***** PASSAGE RETENU

6. En troisième lieu, si M. F entend soutenir que le président du comité artistique n’aurait pas respecté le principe d’impartialité en utilisant son téléphone portable durant son audition, ce comportement, à le supposer même établi, ne suffit pas à faire présumer que l’intéressé se serait prononcé au vu de critères autres que les mérites du candidat. Le moyen doit, par suite, également être écarté.

7. En dernier lieu, aux termes de l’article

L. 2125-1 du code de la commande publique : ” L’acheteur peut, dans le respect des règles applicables aux procédures définies au présent titre, recourir à des techniques d’achat pour procéder à la présélection d’opérateurs économiques susceptibles de répondre à son besoin ou permettre la présentation des offres ou leur sélection, selon des modalités particulières. / Les techniques d’achat sont les suivantes : () / 2° Le concours, grâce auquel l’acheteur choisit, après mise en concurrence et avis d’un jury, un plan ou un projet () “. Aux termes de l’article

R. 2162-18 du même code : ” Après avoir analysé les candidatures et formulé un avis motivé sur celles-ci, le jury examine les plans et projets présentés de manière anonyme par les opérateurs économiques admis à participer au concours, sur la base des critères d’évaluation définis dans l’avis de concours. / Il consigne dans un procès-verbal, signé par ses membres, le classement des projets ainsi que ses observations et, le cas échéant, tout point nécessitant des éclaircissements et les questions qu’il envisage en conséquence de poser aux candidats concernés. / L’anonymat des candidats peut alors être levé. / Le jury peut ensuite inviter les candidats à répondre aux questions qu’il a consignées dans le procès-verbal. Un procès-verbal complet du dialogue entre les membres du jury et les candidats est établi “. Aux termes de l’article R. 2162-19 du même code : ” L’acheteur choisit le ou les lauréats du concours au vu des procès-verbaux et de l’avis du jury et publie un avis de résultats de concours dans les conditions prévues aux articles R. 2183-1 à R. 2183-7 “.

8. Il résulte de l’instruction et notamment de l’avis d’appel public à la concurrence, comme du règlement de consultation, que les critères de jugement des offres portaient, d’abord, sur l’adéquation de l’œuvre avec l’esprit et les prescriptions du programme (critère pondéré à 50%), ensuite, sur la qualité de la réponse en termes d’accessibilité, de longévité, de sécurité et de développement durable (critère pondéré à 30%) et, enfin, sur la compatibilité de l’enveloppe budgétaire avec le cahier des charges (critère pondéré à 20%). Le courrier du 4 septembre 2020, notifiant à M. F le rejet de son offre, qui mentionne que le candidat retenu a obtenu la note de 9,3, ne comporte l’énoncé d’aucun élément justifiant ce rejet ni l’attribution du marché à une société concurrente. Alors que M. F met en cause les conditions dans lesquelles le jury d’évaluation et le pouvoir adjudicateur ont procédé à l’analyse des offres et à la sélection de l’offre économiquement la plus avantageuse et sollicite la présentation du rapport d’analyse des offres, la commune de Bourges se borne à produire un rapport d’examen des offres en date du 24 juillet 2020, qui ne fait pas ressortir qu’il aurait été procédé à une notation, point par point, des prestations proposées par les candidats sur la base des critères de jugement des offres, tels que prévus par le règlement de la consultation. Ni ce rapport, ni les avis des membres du comité artistique qui lui sont adjoints ne mettent en œuvre, au-delà d’un simple rappel liminaire des critères et pondérations applicables et d’un classement final des candidats par chacun des membres de 1 à 4, une notation des quatre candidats. Dans ces conditions, le pouvoir adjudicateur ne peut être réputé avoir régulièrement déclaré M. C attributaire du marché et rejeté l’offre du requérant.

**********

● CONSIGNES DE TRAVAIL:
(a) D'après le passage retenu, pourquoi le pouvoir adjudicateur ne peut-il pas être réputé avoir régulièrement déclaré M. C attributaire du marché ? Répondez en une à trois phrases.
(b) Énumérez tous les critères de jugement des offres mentionnés dans le passage retenu, en indiquant la pondération de chacun.
(c) Recopiez le texte du passage retenu compris entre "6. En troisième" et "également être écarté.", ces deux bornes incluses.
Appuyez-vous uniquement sur le passage retenu pour répondre.

***** EXTRAITS DE DONNÉES

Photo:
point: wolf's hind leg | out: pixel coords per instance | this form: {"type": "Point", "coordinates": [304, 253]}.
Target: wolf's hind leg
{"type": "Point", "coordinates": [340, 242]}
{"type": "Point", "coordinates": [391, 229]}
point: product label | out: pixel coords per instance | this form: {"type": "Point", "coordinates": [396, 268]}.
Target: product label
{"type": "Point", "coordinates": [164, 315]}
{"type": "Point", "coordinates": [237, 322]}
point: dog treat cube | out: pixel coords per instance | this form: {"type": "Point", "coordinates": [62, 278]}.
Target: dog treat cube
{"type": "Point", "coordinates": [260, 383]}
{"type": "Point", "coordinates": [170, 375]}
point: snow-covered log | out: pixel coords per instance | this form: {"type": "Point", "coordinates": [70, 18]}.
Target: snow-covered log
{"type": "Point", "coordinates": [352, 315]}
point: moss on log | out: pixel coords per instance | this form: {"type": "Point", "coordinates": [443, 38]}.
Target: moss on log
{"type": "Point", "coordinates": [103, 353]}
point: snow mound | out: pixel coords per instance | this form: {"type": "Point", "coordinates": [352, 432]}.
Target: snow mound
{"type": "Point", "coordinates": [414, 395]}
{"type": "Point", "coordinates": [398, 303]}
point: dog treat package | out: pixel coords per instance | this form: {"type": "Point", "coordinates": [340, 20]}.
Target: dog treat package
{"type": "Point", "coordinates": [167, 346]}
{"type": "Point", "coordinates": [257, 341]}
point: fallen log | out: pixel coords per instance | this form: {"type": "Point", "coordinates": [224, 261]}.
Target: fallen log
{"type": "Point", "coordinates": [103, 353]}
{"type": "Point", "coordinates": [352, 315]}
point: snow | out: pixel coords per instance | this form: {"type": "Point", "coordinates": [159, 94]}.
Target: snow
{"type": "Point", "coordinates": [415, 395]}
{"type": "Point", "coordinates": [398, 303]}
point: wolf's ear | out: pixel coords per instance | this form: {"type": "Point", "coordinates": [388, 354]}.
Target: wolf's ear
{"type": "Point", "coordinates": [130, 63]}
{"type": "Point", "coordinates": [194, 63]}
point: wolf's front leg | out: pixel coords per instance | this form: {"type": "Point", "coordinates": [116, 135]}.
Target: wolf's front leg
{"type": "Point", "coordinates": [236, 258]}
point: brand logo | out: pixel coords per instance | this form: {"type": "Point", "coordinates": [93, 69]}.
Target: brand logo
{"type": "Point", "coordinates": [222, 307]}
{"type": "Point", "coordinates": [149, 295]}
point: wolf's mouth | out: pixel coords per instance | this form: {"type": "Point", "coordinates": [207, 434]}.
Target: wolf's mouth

**********

● RÉSULTATS DANS L'ORDRE:
(a) Ni le rapport d'examen des offres du 24 juillet 2020 ni les avis des membres du comité artistique qui lui sont adjoints ne mettent en œuvre une notation des quatre candidats. Ils se limitent à un simple rappel liminaire des critères et pondérations applicables et à un classement final des candidats de 1 à 4 par chacun des membres, sans notation point par point des prestations sur la base des critères prévus par le règlement de la consultation.

(b)
- L'adéquation de l'œuvre avec l'esprit et les prescriptions du programme (50 %)
- La qualité de la réponse en termes d'accessibilité, de longévité, de sécurité et de développement durable (30 %)
- La compatibilité de l'enveloppe budgétaire avec le cahier des charges (20 %)

(c)
6. En troisième lieu, si M. F entend soutenir que le président du comité artistique n’aurait pas respecté le principe d’impartialité en utilisant son téléphone portable durant son audition, ce comportement, à le supposer même établi, ne suffit pas à faire présumer que l’intéressé se serait prononcé au vu de critères autres que les mérites du candidat. Le moyen doit, par suite, également être écarté.